Excerpt to read ->
· · · · · · ·

By Allie Wisniewski, American Forests

No, it’s not what it sounds like — forest bathing doesn’t actually involve an exterior physical cleansing. However, it does facilitate a cleansing of the mind and inner body. Shinrin-yoku is a Japanese practice that translates in English to “taking in the forest atmosphere” or “forest bathing.” What exactly does that entail, if not a bathtub in the woods?

According to the definition of the term, coined in 1982 by the Japanese Ministry of Agriculture, Forestry and Fisheries, forest bathing “refers to the process of soaking up the sights, smells and sounds of a natural setting to promote physiological and psychological health.”

To give you an example of its uses, sufferers of chronic tension or anxiety could turn to forest bathing for some much needed relief. David Yaden, a research fellow at the University of Pennsylvania’s Positive Psychology Center, says, “There have been studies comparing walking in nature with walking in an urban environment and testing people on their mood, different aspects of depression, and in some cases, brain scans. In the natural setting, people are more relaxed and less stressed.”

· · · · · · ·

Dataset section ->
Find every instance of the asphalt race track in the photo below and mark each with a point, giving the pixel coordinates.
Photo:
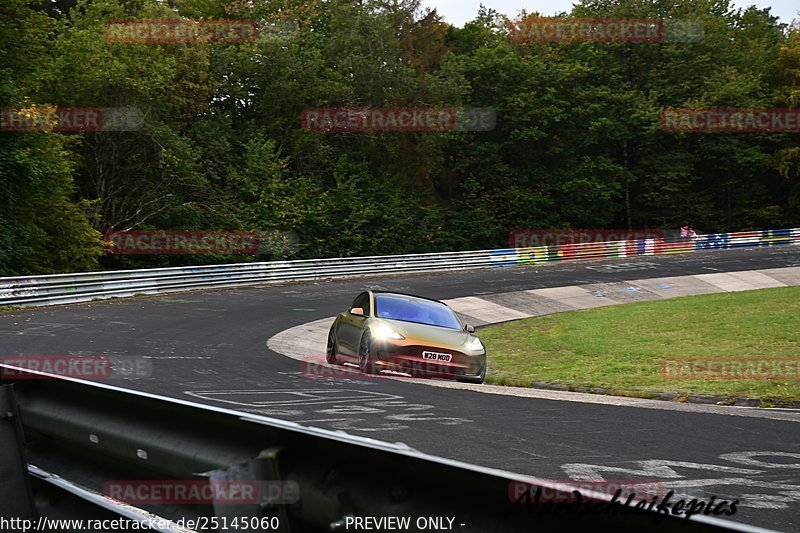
(210, 347)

· · · · · · ·

Required action -> Quote the entire forest bathing article word for word. Rely only on the forest bathing article, not on the material.

Task response ->
By Allie Wisniewski, American Forests

No, it’s not what it sounds like — forest bathing doesn’t actually involve an exterior physical cleansing. However, it does facilitate a cleansing of the mind and inner body. Shinrin-yoku is a Japanese practice that translates in English to “taking in the forest atmosphere” or “forest bathing.” What exactly does that entail, if not a bathtub in the woods?

According to the definition of the term, coined in 1982 by the Japanese Ministry of Agriculture, Forestry and Fisheries, forest bathing “refers to the process of soaking up the sights, smells and sounds of a natural setting to promote physiological and psychological health.”

To give you an example of its uses, sufferers of chronic tension or anxiety could turn to forest bathing for some much needed relief. David Yaden, a research fellow at the University of Pennsylvania’s Positive Psychology Center, says, “There have been studies comparing walking in nature with walking in an urban environment and testing people on their mood, different aspects of depression, and in some cases, brain scans. In the natural setting, people are more relaxed and less stressed.”